# Stored data
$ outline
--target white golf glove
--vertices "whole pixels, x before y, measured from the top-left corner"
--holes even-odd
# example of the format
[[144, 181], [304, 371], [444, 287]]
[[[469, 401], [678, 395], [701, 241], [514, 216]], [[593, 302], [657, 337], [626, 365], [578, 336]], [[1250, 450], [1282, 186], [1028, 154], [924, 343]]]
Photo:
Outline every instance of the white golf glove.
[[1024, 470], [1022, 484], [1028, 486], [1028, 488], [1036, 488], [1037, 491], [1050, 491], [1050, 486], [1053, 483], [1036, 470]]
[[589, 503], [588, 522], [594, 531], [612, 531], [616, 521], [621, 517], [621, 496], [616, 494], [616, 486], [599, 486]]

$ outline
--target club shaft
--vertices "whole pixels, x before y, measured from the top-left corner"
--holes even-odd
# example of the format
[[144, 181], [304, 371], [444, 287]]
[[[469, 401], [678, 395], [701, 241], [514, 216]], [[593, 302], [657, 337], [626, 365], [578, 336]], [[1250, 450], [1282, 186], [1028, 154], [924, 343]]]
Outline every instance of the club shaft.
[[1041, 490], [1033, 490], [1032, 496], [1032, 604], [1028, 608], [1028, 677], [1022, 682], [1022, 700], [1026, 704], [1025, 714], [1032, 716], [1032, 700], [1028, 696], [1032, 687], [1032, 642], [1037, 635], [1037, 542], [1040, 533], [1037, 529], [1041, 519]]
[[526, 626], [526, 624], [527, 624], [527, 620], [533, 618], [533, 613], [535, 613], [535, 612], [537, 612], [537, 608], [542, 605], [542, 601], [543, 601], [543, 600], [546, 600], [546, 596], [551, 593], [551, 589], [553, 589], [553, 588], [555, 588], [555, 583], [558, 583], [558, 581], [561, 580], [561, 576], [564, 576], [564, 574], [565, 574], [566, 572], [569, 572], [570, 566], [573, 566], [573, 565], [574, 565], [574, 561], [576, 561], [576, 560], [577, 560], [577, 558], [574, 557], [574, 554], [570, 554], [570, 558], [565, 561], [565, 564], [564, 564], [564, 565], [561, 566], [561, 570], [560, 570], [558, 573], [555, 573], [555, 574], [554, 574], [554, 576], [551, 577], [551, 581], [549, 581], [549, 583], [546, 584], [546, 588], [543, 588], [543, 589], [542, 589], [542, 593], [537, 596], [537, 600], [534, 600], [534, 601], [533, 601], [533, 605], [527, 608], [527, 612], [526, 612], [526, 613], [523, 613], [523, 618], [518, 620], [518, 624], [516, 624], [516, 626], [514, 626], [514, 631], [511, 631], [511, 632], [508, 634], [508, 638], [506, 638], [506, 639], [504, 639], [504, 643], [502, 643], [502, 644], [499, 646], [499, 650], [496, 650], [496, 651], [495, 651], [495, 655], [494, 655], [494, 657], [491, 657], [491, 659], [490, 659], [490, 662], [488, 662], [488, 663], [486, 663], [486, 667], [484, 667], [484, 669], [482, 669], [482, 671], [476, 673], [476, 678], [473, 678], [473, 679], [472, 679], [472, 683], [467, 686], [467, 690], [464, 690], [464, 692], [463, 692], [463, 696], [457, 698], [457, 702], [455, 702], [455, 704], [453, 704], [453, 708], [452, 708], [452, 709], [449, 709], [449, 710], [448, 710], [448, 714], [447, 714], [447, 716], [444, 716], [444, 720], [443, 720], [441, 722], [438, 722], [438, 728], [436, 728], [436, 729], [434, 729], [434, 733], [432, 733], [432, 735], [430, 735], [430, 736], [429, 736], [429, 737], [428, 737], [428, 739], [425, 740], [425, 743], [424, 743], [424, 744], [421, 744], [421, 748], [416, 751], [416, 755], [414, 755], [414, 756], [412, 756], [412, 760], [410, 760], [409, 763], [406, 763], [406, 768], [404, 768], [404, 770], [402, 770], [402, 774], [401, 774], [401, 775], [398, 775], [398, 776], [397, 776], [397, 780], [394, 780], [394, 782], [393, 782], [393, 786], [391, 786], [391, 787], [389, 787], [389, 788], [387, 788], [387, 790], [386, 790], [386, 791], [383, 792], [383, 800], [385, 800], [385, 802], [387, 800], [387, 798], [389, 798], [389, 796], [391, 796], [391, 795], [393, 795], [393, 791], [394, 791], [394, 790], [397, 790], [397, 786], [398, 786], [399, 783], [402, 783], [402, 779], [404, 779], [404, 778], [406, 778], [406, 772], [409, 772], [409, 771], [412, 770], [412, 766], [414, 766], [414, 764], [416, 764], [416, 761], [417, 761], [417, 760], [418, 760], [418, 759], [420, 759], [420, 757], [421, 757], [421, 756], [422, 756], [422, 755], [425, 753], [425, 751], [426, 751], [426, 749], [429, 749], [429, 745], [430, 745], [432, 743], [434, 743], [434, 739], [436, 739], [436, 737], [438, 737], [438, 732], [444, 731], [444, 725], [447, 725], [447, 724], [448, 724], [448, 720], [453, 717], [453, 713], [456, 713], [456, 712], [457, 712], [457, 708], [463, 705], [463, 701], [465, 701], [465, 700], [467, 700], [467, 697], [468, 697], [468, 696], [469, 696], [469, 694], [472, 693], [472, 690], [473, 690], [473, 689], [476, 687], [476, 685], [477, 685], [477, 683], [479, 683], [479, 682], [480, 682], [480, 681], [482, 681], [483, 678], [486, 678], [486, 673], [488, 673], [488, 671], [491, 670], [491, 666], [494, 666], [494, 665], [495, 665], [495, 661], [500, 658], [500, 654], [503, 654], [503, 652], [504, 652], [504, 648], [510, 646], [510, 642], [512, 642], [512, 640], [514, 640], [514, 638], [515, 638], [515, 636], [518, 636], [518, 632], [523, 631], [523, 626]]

# Work to be completed
Please recast every line of the entries above as a Markdown table with the columns Row and Line. Number the rows in order and leave out blank lines.

# Correct output
| Row | Line |
|---|---|
| 1 | $ outline |
| 2 | --target white golf glove |
| 3 | --vertices "whole pixels, x before y, measured from the top-left corner" |
| 4 | --holes even-odd |
| 5 | # example of the format |
| 6 | [[144, 181], [304, 371], [444, 287]] |
| 7 | [[[469, 401], [678, 395], [701, 241], [514, 216]], [[593, 302], [657, 337], [626, 365], [578, 336]], [[1250, 450], [1282, 186], [1028, 154], [924, 343]]] |
| 8 | Photo: |
| 9 | Outline every instance of the white golf glove. |
| 10 | [[1024, 470], [1022, 484], [1028, 486], [1028, 488], [1036, 488], [1037, 491], [1050, 491], [1050, 486], [1053, 483], [1036, 470]] |
| 11 | [[589, 503], [588, 522], [594, 531], [612, 531], [616, 521], [621, 517], [621, 496], [616, 494], [616, 486], [599, 486]] |
| 12 | $ outline |
| 13 | --target club shaft |
| 14 | --vertices "whole pixels, x before y, measured from the top-left corner" |
| 15 | --holes even-odd |
| 16 | # example of the format |
| 17 | [[144, 181], [304, 371], [444, 287]] |
| 18 | [[[469, 401], [678, 395], [701, 241], [514, 216]], [[593, 302], [657, 337], [626, 365], [578, 336]], [[1250, 450], [1282, 186], [1028, 154], [924, 343]]] |
| 19 | Outline every instance of the club shaft. |
| 20 | [[1041, 490], [1033, 490], [1032, 496], [1032, 604], [1028, 608], [1028, 677], [1022, 682], [1022, 700], [1026, 704], [1025, 714], [1032, 716], [1032, 700], [1028, 696], [1032, 687], [1032, 642], [1037, 635], [1037, 542], [1040, 533], [1037, 529], [1041, 519]] |
| 21 | [[526, 626], [526, 624], [527, 624], [527, 620], [533, 618], [533, 613], [535, 613], [535, 612], [537, 612], [537, 608], [542, 605], [542, 601], [543, 601], [543, 600], [546, 600], [546, 596], [551, 593], [551, 589], [553, 589], [553, 588], [555, 588], [555, 583], [558, 583], [558, 581], [561, 580], [561, 576], [564, 576], [564, 574], [565, 574], [566, 572], [569, 572], [570, 566], [573, 566], [573, 565], [574, 565], [574, 561], [576, 561], [576, 560], [577, 560], [577, 558], [574, 557], [574, 554], [570, 554], [570, 558], [565, 561], [565, 564], [564, 564], [564, 565], [561, 566], [561, 570], [560, 570], [558, 573], [555, 573], [555, 574], [554, 574], [554, 576], [551, 577], [551, 581], [549, 581], [549, 583], [546, 584], [546, 588], [543, 588], [543, 589], [542, 589], [542, 593], [537, 596], [537, 600], [534, 600], [534, 601], [533, 601], [533, 605], [527, 608], [527, 612], [526, 612], [526, 613], [523, 613], [523, 618], [518, 620], [518, 624], [516, 624], [516, 626], [514, 626], [514, 631], [511, 631], [511, 632], [508, 634], [508, 638], [506, 638], [506, 639], [504, 639], [504, 643], [502, 643], [502, 644], [499, 646], [499, 650], [496, 650], [496, 651], [495, 651], [495, 655], [494, 655], [494, 657], [491, 657], [491, 659], [490, 659], [490, 662], [488, 662], [488, 663], [486, 663], [486, 667], [484, 667], [484, 669], [482, 669], [482, 671], [476, 673], [476, 678], [473, 678], [473, 679], [472, 679], [472, 683], [467, 686], [467, 690], [464, 690], [464, 692], [463, 692], [463, 696], [457, 698], [457, 702], [455, 702], [455, 704], [453, 704], [453, 708], [452, 708], [452, 709], [449, 709], [449, 710], [448, 710], [448, 714], [447, 714], [447, 716], [444, 716], [444, 720], [443, 720], [441, 722], [438, 722], [438, 728], [436, 728], [436, 729], [434, 729], [434, 733], [432, 733], [432, 735], [430, 735], [430, 736], [429, 736], [429, 737], [428, 737], [428, 739], [425, 740], [425, 743], [424, 743], [424, 744], [421, 744], [421, 748], [416, 751], [416, 755], [414, 755], [414, 756], [412, 756], [412, 760], [410, 760], [409, 763], [406, 763], [406, 768], [404, 768], [404, 770], [402, 770], [402, 774], [401, 774], [401, 775], [398, 775], [398, 776], [397, 776], [397, 780], [394, 780], [394, 782], [393, 782], [393, 786], [391, 786], [391, 787], [389, 787], [389, 788], [387, 788], [387, 790], [386, 790], [386, 791], [383, 792], [383, 800], [385, 800], [385, 802], [387, 800], [387, 798], [389, 798], [389, 796], [391, 796], [391, 795], [393, 795], [393, 791], [394, 791], [394, 790], [397, 790], [397, 786], [398, 786], [399, 783], [402, 783], [402, 779], [404, 779], [404, 778], [406, 778], [406, 772], [409, 772], [409, 771], [412, 770], [412, 766], [414, 766], [414, 764], [416, 764], [416, 761], [417, 761], [417, 760], [418, 760], [418, 759], [420, 759], [420, 757], [421, 757], [421, 756], [422, 756], [422, 755], [425, 753], [425, 751], [426, 751], [426, 749], [429, 749], [429, 745], [430, 745], [432, 743], [434, 743], [434, 739], [436, 739], [436, 737], [438, 737], [438, 732], [444, 731], [444, 725], [447, 725], [447, 724], [448, 724], [448, 720], [453, 717], [453, 713], [456, 713], [456, 712], [457, 712], [457, 708], [463, 705], [463, 701], [465, 701], [465, 700], [467, 700], [467, 697], [468, 697], [468, 696], [469, 696], [469, 694], [472, 693], [472, 690], [473, 690], [473, 689], [476, 687], [476, 685], [477, 685], [477, 683], [479, 683], [479, 682], [480, 682], [480, 681], [482, 681], [483, 678], [486, 678], [486, 673], [488, 673], [488, 671], [491, 670], [491, 666], [494, 666], [494, 665], [495, 665], [495, 661], [500, 658], [500, 654], [503, 654], [503, 652], [504, 652], [504, 648], [510, 646], [510, 642], [512, 642], [512, 640], [514, 640], [514, 638], [515, 638], [515, 636], [518, 636], [518, 632], [523, 631], [523, 626]] |